* **Provided text**
════════════════════

Because of these lessons, Cade and I have spent our first year together working on fundamentals.  Playing crate games, working on body awareness, doing Susan Salo’s puppy exercises, working nose targets on flat contact trainers, and doing shadow handling exercises.  Only this spring, after he was a year old, did I start gradually introducing him to regular height jumps, higher contact equipment, and started weave pole training at about 15-16 months.  Perhaps he would have been fine regardless, but I am pleased that he has grown into a very sound, strong, healthy dog.

After taking a few agility classes with Cadence, some of our training challenges also became more evident.  Even for a Border Collie, he is drawn to motion to a remarkable degree.  Anything that moves provides a big distraction, and he becomes easily frustrated when he can’t chase.  I discovered quickly that as long as we were running together, my movement could allow him to focus on the task at hand, but if there was a fast dog in the neighboring ring, or if we were waiting our turn to go, I could lose his attention in a heartbeat.

I want to do things right with him.  I don’t want to have to have all the ring gates closed when he runs at a trial, and I don’t want to stand with him barking incessantly in line.  So, agility class is on hold right now as we take a Control Unleashed class.

════════════════════

* **Records**

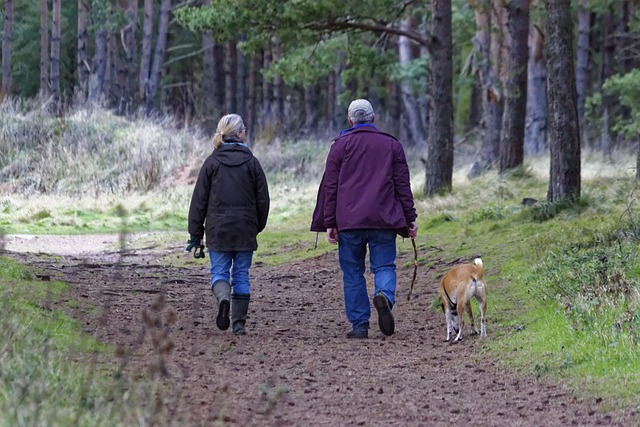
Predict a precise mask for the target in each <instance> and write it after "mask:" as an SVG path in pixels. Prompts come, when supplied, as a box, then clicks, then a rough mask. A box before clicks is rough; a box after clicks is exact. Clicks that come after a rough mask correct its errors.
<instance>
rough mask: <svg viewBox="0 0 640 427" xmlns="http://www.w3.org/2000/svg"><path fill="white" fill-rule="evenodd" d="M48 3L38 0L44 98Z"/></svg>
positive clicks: (41, 91)
mask: <svg viewBox="0 0 640 427" xmlns="http://www.w3.org/2000/svg"><path fill="white" fill-rule="evenodd" d="M49 66H50V65H49V5H48V2H47V0H40V93H39V95H40V96H41V97H42V98H44V97H46V96H47V95H48V94H49Z"/></svg>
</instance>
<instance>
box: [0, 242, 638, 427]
mask: <svg viewBox="0 0 640 427" xmlns="http://www.w3.org/2000/svg"><path fill="white" fill-rule="evenodd" d="M117 239H118V237H117V236H82V237H28V236H5V245H4V247H5V251H4V253H5V255H8V256H11V257H13V258H15V259H17V260H18V261H21V262H25V263H28V264H31V265H33V266H35V267H36V269H37V270H38V272H39V273H38V277H40V278H41V279H42V280H54V279H55V280H58V279H59V280H64V281H66V282H68V283H70V284H71V285H72V288H73V290H72V295H71V296H70V299H72V300H76V301H77V302H78V304H76V306H77V307H78V308H76V309H74V310H72V312H71V314H72V315H73V316H74V317H75V318H77V319H78V320H79V321H80V322H82V324H83V325H84V328H85V330H86V332H87V333H90V334H93V335H94V336H96V337H97V338H99V339H100V340H102V341H104V342H106V343H109V344H112V345H113V346H114V348H116V349H117V351H116V353H117V354H119V355H120V357H126V358H127V360H128V363H130V366H133V367H135V369H138V370H139V372H140V373H141V375H157V374H158V373H161V374H163V375H165V377H164V378H165V380H166V381H167V383H168V384H170V385H171V387H170V389H169V390H170V392H169V393H168V394H167V395H165V396H164V397H163V399H164V400H163V405H165V408H166V410H167V411H169V413H170V414H171V418H172V419H173V420H174V421H175V424H176V425H192V426H207V425H212V424H214V422H215V421H218V422H219V423H220V424H223V425H237V426H323V425H330V426H379V425H389V426H407V427H410V426H450V425H473V426H568V425H578V426H591V425H619V426H631V425H637V421H636V414H635V413H633V412H630V411H626V412H625V411H618V412H610V413H603V412H602V408H600V405H601V400H600V399H598V398H595V397H594V398H593V399H588V400H587V401H578V400H577V399H576V398H575V397H574V396H573V395H572V394H571V393H570V392H569V391H568V390H567V389H566V388H565V387H563V385H561V384H551V383H542V382H538V381H535V380H533V379H530V378H523V377H521V376H519V375H517V374H515V373H513V372H509V371H508V370H505V369H504V368H503V367H501V366H500V364H499V361H497V360H492V359H488V358H487V357H486V356H484V355H482V354H481V352H480V350H481V349H482V342H481V340H480V339H479V338H478V337H477V336H470V335H467V336H466V338H465V340H464V341H463V342H462V343H461V344H457V345H449V344H446V343H444V342H443V338H444V335H445V329H444V319H443V316H442V314H441V313H439V312H436V311H433V310H431V309H429V305H430V304H431V302H432V301H433V299H434V298H435V297H436V285H435V284H436V283H437V278H436V277H433V271H434V270H427V269H419V270H418V279H417V282H416V287H415V290H414V292H413V298H412V300H411V301H409V302H408V301H407V300H406V292H407V290H408V285H409V283H410V281H411V276H412V273H413V268H412V267H409V268H399V270H398V280H399V283H400V284H401V285H399V292H398V301H397V304H396V306H395V307H394V315H395V319H396V333H395V334H394V335H393V336H391V337H384V336H383V335H382V333H380V331H379V330H378V329H377V323H376V319H375V315H374V317H373V318H372V329H371V331H370V337H369V339H367V340H347V339H346V338H345V333H346V332H347V331H348V330H349V324H348V322H347V320H346V318H345V315H344V309H343V302H342V289H341V274H340V271H339V267H338V263H337V259H336V254H335V253H329V254H326V255H323V256H320V257H318V258H315V259H311V260H307V261H304V262H299V263H291V264H288V265H284V266H279V267H270V266H264V265H260V264H259V263H258V264H256V265H254V267H253V268H252V270H251V279H252V302H251V306H250V313H249V315H250V317H249V319H248V322H247V329H248V334H247V335H246V336H240V337H238V336H234V335H233V334H231V333H230V331H229V330H228V331H220V330H218V329H217V328H216V326H215V308H214V306H215V304H214V300H213V296H212V295H211V292H210V287H209V281H208V264H207V263H208V258H207V259H205V260H204V261H202V260H200V261H196V260H194V259H193V258H189V259H188V260H186V261H188V262H187V266H184V267H180V268H178V267H176V266H175V265H184V263H185V256H186V257H189V255H185V254H184V253H183V252H182V249H183V248H182V246H176V247H175V248H171V249H169V250H163V251H158V250H155V249H148V250H138V251H128V252H127V253H124V254H123V253H118V252H117V251H113V249H112V248H113V247H114V245H116V244H117ZM178 243H180V242H177V244H178ZM53 255H56V256H53ZM172 260H174V261H175V262H174V261H172ZM407 261H410V260H408V259H400V260H399V262H398V265H407ZM409 265H410V264H409ZM441 267H442V268H444V267H445V263H442V265H441ZM440 270H441V269H440ZM487 282H488V285H489V286H491V279H490V276H488V277H487ZM490 300H491V294H490V290H489V301H490ZM65 307H66V306H65ZM489 307H491V305H489ZM61 308H62V306H61ZM95 309H97V310H98V313H97V314H98V315H96V310H95ZM65 310H67V311H69V310H70V309H69V308H65ZM490 310H491V309H490V308H489V313H488V314H489V317H490V316H491V311H490ZM372 312H373V313H375V310H374V309H373V307H372ZM495 327H497V326H495V325H493V324H492V323H491V321H490V320H489V323H488V334H489V336H488V338H487V339H489V340H490V339H491V335H492V334H493V333H495V332H496V331H495V330H494V328H495ZM114 357H115V356H114Z"/></svg>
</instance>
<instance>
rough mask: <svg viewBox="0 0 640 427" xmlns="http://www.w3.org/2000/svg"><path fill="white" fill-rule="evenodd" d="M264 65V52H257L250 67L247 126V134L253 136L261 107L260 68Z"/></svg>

════════════════════

* **Questions on the material**
a - Answer these from the text about training Cade:
(i) At about what age did weave pole training begin?
(ii) What is Cade drawn to to a remarkable degree?
(iii) What class is being taken while agility class is on hold?
b - Resume the text about training the Border Collie Cade, picking up right after its final sentence.
The records have no connection to the text.

* **Responses for each task**
a -
(i) At about 15-16 months.
(ii) Motion.
(iii) A Control Unleashed class.

b -
Honestly, I was a bit self-conscious about taking a CU class.  I think unfortunately it has the image of being for reactive, aggressive, out of control dogs when in fact that is not who it is designed for at all.  Noodle is not any of those things, but he needs to be able to concentrate in the presence of distractions and we needed the opportunity to work on that.  I was happy to find that the class we joined was made up with handlers in the same boat as us – a freestyle competitor whose gregarious lab likes to visit the ring crew during a performance, an obedience prospect who needs a little more attention in the ring, etc. 

So, yeah, CU isn’t as glamorous or exciting as an agility class.  But it is the foundation he needs if he is going to be the agility dog that I know he can be.  And it is going amazingly well.  His focus is improving greatly, and I have high hopes for our eventual return to agility class, and ultimately competition.

Consistency and groundwork are the themes for us right now.  And patience.  And remembering the reward of doing something right will be worth the effort.